___ Data excerpts

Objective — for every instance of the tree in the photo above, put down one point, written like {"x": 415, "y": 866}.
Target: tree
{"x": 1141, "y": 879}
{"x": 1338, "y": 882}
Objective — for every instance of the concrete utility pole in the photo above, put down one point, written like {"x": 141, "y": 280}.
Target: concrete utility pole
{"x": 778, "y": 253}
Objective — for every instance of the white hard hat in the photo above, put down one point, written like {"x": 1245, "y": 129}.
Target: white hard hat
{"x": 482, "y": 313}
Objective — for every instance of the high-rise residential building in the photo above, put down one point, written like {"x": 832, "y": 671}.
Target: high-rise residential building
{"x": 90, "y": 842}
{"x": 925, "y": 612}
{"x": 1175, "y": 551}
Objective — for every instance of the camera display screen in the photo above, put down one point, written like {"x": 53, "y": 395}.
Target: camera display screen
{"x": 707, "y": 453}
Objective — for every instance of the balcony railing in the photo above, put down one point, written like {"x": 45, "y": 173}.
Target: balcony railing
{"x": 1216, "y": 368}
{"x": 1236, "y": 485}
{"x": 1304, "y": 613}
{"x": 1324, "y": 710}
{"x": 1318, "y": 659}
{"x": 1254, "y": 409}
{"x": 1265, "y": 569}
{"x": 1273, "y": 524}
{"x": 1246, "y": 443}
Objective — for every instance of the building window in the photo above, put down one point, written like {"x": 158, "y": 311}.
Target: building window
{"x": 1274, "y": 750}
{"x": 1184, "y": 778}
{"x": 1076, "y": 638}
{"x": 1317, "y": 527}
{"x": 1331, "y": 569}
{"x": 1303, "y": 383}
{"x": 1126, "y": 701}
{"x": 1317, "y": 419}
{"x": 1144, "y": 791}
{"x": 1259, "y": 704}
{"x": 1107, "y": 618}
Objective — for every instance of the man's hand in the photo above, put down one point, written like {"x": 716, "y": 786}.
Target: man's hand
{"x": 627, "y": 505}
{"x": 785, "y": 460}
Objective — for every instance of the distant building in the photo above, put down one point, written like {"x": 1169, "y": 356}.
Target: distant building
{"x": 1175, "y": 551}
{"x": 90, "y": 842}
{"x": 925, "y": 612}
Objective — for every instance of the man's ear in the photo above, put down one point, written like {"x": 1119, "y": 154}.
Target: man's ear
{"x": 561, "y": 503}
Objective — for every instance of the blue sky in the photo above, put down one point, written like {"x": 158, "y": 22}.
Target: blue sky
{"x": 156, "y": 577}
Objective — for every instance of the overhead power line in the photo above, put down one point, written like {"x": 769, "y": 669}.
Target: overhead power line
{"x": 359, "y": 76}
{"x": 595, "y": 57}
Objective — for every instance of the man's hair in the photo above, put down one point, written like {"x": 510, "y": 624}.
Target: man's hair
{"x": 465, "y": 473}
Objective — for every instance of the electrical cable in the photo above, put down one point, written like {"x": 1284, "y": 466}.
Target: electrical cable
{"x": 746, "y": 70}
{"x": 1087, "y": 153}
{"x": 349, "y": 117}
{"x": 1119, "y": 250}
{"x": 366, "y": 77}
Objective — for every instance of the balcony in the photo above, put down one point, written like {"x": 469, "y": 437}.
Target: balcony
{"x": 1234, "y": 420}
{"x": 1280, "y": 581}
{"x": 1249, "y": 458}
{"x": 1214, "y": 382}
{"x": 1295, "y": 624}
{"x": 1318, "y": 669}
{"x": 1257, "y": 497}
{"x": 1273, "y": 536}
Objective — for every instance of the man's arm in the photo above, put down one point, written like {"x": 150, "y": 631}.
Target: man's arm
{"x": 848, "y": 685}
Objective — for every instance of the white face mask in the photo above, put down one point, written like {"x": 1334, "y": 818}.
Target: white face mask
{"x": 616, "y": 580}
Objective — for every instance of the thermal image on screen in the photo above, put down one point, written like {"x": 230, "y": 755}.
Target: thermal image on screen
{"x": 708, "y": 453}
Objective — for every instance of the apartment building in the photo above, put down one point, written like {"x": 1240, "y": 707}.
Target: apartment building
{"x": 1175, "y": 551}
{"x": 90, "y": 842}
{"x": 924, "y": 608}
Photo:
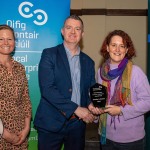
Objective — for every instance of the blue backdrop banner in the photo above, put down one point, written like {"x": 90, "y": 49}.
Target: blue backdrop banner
{"x": 37, "y": 25}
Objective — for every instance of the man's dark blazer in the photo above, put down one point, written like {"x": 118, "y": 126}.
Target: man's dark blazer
{"x": 55, "y": 106}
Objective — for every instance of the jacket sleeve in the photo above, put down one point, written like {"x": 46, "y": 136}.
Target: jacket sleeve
{"x": 50, "y": 87}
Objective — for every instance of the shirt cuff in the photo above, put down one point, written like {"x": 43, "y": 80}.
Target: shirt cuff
{"x": 1, "y": 128}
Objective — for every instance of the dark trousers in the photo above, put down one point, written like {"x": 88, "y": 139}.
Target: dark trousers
{"x": 137, "y": 145}
{"x": 72, "y": 136}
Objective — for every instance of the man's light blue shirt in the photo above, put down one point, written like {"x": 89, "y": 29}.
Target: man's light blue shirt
{"x": 74, "y": 63}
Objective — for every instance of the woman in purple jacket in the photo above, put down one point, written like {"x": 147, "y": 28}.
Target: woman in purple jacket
{"x": 121, "y": 126}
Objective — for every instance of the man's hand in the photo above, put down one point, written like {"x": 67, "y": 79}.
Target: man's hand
{"x": 95, "y": 110}
{"x": 84, "y": 114}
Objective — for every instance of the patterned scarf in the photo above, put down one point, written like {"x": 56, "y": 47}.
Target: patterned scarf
{"x": 121, "y": 95}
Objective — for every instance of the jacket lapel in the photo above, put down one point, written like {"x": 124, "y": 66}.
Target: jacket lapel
{"x": 63, "y": 55}
{"x": 83, "y": 70}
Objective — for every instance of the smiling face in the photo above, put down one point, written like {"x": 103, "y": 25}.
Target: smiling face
{"x": 72, "y": 31}
{"x": 116, "y": 49}
{"x": 7, "y": 42}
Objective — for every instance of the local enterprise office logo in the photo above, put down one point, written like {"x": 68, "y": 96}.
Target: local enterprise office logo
{"x": 25, "y": 8}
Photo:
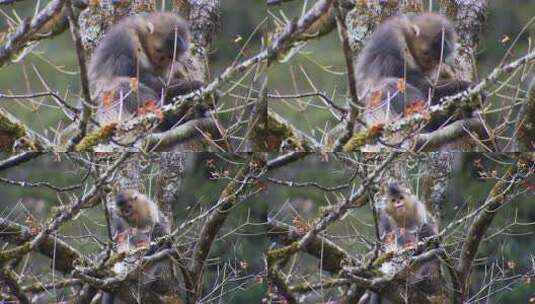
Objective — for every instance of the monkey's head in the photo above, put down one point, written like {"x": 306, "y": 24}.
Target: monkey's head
{"x": 165, "y": 37}
{"x": 127, "y": 202}
{"x": 430, "y": 37}
{"x": 399, "y": 202}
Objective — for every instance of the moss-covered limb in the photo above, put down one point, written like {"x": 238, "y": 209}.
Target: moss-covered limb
{"x": 526, "y": 122}
{"x": 499, "y": 195}
{"x": 332, "y": 255}
{"x": 17, "y": 40}
{"x": 189, "y": 130}
{"x": 18, "y": 159}
{"x": 40, "y": 287}
{"x": 233, "y": 193}
{"x": 327, "y": 283}
{"x": 52, "y": 247}
{"x": 362, "y": 138}
{"x": 427, "y": 142}
{"x": 282, "y": 135}
{"x": 15, "y": 136}
{"x": 95, "y": 137}
{"x": 257, "y": 129}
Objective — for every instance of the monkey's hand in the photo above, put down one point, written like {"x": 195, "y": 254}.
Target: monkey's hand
{"x": 121, "y": 239}
{"x": 143, "y": 244}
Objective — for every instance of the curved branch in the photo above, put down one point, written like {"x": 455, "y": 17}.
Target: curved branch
{"x": 18, "y": 39}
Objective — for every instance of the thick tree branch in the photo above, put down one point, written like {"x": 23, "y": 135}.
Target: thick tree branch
{"x": 498, "y": 197}
{"x": 18, "y": 39}
{"x": 18, "y": 159}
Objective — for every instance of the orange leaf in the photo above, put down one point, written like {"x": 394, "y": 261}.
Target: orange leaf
{"x": 134, "y": 84}
{"x": 418, "y": 106}
{"x": 150, "y": 106}
{"x": 400, "y": 84}
{"x": 377, "y": 128}
{"x": 109, "y": 128}
{"x": 376, "y": 99}
{"x": 107, "y": 99}
{"x": 301, "y": 225}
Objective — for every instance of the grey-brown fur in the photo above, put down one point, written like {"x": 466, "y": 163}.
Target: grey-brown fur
{"x": 143, "y": 47}
{"x": 406, "y": 47}
{"x": 403, "y": 222}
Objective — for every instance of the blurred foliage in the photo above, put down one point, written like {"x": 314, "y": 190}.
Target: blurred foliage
{"x": 55, "y": 60}
{"x": 509, "y": 241}
{"x": 320, "y": 64}
{"x": 237, "y": 254}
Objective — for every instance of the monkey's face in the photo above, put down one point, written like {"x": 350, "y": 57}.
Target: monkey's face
{"x": 396, "y": 200}
{"x": 167, "y": 40}
{"x": 431, "y": 39}
{"x": 124, "y": 201}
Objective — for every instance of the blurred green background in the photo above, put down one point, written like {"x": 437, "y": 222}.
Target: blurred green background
{"x": 235, "y": 263}
{"x": 506, "y": 252}
{"x": 320, "y": 65}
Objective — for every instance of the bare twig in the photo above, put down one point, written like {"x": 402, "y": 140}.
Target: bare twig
{"x": 17, "y": 40}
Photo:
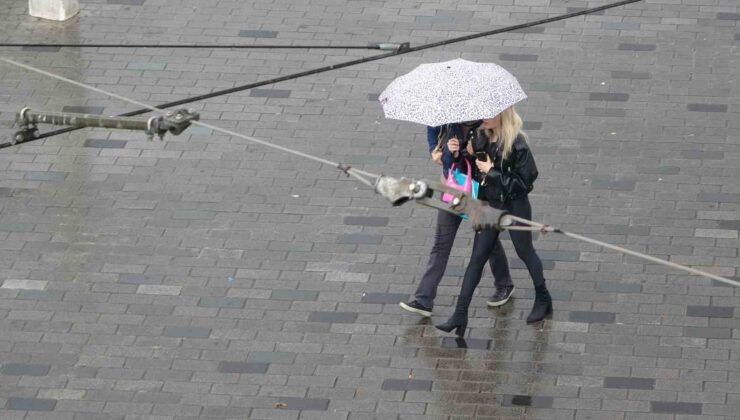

______

**Activity**
From the opening line of the data above through the line that contains "Objective — for every instance of the balcony railing", please print each line as it stands and only those lines.

**The answer**
Objective — for every instance of the tree in the photo above, put down one point, written like {"x": 415, "y": 866}.
Target: tree
{"x": 1141, "y": 879}
{"x": 1338, "y": 882}
Objective — for every instance of the concrete utility pole in the photo above, put down one point, written like {"x": 141, "y": 280}.
Target: concrete utility pole
{"x": 778, "y": 253}
Objective — for every instance of the white hard hat in the photo above, put down one point, written like {"x": 1245, "y": 129}.
Target: white hard hat
{"x": 482, "y": 313}
Objective — for every instance of the high-rise residential building in the photo above, put down one point, written like {"x": 832, "y": 671}.
Target: high-rise residential building
{"x": 90, "y": 842}
{"x": 925, "y": 612}
{"x": 1175, "y": 551}
Objective — for every instance of the camera display screen in the photo above, put down one point, written like {"x": 53, "y": 395}.
Target: camera display screen
{"x": 707, "y": 453}
Objective — for every instance of the balcony railing in the photo above, put down one point, written like {"x": 45, "y": 173}.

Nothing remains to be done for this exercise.